Problem requirements ▸
Reproduce the entries word for word, from the beginning through the line containing "pixel 207 19", including that line.

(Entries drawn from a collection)
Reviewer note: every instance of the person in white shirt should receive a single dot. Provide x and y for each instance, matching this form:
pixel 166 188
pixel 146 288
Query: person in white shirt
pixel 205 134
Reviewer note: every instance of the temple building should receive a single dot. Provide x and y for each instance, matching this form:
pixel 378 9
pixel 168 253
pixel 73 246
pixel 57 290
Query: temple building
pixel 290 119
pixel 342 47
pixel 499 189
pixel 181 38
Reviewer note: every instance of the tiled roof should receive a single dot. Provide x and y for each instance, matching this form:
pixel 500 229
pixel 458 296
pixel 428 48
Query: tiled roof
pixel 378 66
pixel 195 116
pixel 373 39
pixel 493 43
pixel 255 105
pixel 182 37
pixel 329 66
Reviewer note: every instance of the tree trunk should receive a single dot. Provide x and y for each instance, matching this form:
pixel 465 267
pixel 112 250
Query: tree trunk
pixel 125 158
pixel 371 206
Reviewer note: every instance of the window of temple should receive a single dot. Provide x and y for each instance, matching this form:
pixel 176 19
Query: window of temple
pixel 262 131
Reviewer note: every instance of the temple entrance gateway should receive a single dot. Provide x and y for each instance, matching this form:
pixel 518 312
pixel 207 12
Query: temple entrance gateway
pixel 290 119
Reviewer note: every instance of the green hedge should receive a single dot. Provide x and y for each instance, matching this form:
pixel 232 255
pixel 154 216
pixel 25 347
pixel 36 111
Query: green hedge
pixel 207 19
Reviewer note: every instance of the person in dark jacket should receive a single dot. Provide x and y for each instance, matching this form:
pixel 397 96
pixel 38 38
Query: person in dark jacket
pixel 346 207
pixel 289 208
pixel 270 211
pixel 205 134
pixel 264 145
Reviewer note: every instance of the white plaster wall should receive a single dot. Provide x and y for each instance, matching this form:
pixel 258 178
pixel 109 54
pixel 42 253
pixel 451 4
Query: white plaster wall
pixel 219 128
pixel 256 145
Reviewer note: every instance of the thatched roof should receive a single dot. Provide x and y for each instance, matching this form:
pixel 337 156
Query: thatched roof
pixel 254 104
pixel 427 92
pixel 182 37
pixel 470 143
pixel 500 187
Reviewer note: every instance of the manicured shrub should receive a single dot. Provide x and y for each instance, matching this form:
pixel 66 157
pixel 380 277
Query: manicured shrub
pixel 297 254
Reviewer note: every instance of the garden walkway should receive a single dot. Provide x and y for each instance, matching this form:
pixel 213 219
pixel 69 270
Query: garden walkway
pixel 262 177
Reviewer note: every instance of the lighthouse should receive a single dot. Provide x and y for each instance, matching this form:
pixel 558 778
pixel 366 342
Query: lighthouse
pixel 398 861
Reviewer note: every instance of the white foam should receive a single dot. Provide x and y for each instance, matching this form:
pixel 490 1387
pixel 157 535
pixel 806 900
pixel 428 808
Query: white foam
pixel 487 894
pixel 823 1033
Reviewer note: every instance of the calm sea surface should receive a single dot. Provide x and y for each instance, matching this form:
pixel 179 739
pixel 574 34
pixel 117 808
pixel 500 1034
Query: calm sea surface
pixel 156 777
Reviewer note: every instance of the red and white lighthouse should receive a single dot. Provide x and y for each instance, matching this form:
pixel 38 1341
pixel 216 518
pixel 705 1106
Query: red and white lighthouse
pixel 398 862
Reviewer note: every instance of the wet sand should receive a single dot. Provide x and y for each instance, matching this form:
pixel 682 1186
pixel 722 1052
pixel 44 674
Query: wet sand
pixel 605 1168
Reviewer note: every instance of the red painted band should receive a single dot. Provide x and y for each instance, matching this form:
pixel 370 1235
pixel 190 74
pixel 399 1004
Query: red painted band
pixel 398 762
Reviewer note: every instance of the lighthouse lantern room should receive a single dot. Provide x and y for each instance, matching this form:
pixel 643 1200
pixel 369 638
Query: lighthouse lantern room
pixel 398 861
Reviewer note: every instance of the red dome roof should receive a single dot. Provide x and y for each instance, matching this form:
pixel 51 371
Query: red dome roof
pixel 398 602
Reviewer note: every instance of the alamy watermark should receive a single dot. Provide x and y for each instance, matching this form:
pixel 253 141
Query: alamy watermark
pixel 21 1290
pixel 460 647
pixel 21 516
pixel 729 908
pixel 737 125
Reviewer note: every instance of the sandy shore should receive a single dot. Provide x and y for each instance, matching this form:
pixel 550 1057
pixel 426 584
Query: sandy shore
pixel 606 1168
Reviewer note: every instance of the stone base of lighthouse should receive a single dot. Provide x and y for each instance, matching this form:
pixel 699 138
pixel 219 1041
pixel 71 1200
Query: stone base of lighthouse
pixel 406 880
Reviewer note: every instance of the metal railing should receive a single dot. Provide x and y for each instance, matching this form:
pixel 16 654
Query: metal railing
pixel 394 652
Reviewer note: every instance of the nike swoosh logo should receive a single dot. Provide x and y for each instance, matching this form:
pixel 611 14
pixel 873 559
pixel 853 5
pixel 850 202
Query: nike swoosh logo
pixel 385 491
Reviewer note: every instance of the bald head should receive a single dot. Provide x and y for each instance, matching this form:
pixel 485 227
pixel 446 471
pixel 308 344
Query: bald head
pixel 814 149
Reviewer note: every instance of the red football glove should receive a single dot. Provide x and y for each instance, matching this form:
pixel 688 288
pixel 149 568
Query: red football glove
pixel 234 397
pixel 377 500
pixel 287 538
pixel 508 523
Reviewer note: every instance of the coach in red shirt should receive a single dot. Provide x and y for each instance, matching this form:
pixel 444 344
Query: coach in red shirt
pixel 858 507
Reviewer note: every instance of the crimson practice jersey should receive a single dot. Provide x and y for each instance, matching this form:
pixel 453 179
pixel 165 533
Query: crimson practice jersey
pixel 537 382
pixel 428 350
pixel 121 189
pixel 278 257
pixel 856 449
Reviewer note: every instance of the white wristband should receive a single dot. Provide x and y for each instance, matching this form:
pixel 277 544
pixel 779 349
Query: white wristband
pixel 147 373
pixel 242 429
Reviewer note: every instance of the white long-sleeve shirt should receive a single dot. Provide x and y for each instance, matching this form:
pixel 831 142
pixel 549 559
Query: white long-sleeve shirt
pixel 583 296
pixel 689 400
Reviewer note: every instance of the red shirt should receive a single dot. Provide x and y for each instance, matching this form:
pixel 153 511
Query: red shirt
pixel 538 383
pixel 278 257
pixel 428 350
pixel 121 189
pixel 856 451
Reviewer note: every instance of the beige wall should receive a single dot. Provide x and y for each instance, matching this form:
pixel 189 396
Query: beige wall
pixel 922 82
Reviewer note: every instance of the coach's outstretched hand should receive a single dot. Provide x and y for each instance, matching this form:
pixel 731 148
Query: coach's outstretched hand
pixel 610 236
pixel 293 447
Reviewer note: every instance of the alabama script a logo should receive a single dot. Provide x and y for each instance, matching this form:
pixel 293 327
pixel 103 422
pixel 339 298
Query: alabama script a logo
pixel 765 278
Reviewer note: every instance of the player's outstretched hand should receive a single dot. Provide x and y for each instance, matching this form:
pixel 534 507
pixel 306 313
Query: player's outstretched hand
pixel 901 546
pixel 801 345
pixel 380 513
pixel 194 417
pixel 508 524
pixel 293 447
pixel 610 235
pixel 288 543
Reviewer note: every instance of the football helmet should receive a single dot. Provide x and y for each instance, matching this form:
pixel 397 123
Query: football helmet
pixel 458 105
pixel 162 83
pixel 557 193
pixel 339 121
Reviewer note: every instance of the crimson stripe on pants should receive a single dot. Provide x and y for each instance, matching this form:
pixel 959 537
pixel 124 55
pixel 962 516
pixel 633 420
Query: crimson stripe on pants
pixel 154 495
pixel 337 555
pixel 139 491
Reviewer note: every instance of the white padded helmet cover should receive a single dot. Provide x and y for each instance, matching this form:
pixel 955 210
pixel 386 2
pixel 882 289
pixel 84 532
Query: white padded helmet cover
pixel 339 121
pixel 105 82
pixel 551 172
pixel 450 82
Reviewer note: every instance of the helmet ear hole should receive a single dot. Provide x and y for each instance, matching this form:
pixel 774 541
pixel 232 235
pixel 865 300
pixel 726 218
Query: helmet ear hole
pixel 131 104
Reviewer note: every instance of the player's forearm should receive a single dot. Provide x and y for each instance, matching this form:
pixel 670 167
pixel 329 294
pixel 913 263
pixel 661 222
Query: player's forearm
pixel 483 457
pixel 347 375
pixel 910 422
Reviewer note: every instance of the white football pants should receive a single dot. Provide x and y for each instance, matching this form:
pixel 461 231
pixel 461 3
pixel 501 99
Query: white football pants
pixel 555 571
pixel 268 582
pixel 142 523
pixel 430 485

Problem solution ▸
Reviewer note: every instance of the person in white shirt should receive a single dot. Provide x and y for each instance, matching this form:
pixel 166 188
pixel 146 288
Query: person in white shirt
pixel 205 134
Reviewer note: every instance of the temple building should receive a single dot. Provide x and y for each instance, matching this form:
pixel 378 9
pixel 168 253
pixel 73 246
pixel 57 290
Query: temple building
pixel 290 119
pixel 342 47
pixel 499 189
pixel 181 38
Reviewer note: every instance of the tiled roof should receive a single dot. Provide x and y for each instance, matching this form:
pixel 500 229
pixel 458 296
pixel 428 48
Query: tiled roof
pixel 378 66
pixel 195 116
pixel 373 39
pixel 493 43
pixel 255 105
pixel 182 37
pixel 329 66
Reviewer note: every instance of the tree trunk should receive a single dot. Provide x and y for each instance, matching this form:
pixel 465 267
pixel 112 250
Query: tree trunk
pixel 125 158
pixel 371 206
Reviewer note: every instance of the window of temple should receive a single dot. Provide x and y for each instance, matching this form:
pixel 176 19
Query: window of temple
pixel 262 131
Reviewer note: every instance of the temple entrance gateway should receive a single dot. Provide x and y for each instance, matching this form:
pixel 518 312
pixel 207 12
Query: temple entrance gateway
pixel 290 119
Reviewer note: every instance of the green hedge should receive a single dot. Provide x and y for each instance, matching this form:
pixel 232 255
pixel 154 216
pixel 25 347
pixel 36 111
Query: green hedge
pixel 207 19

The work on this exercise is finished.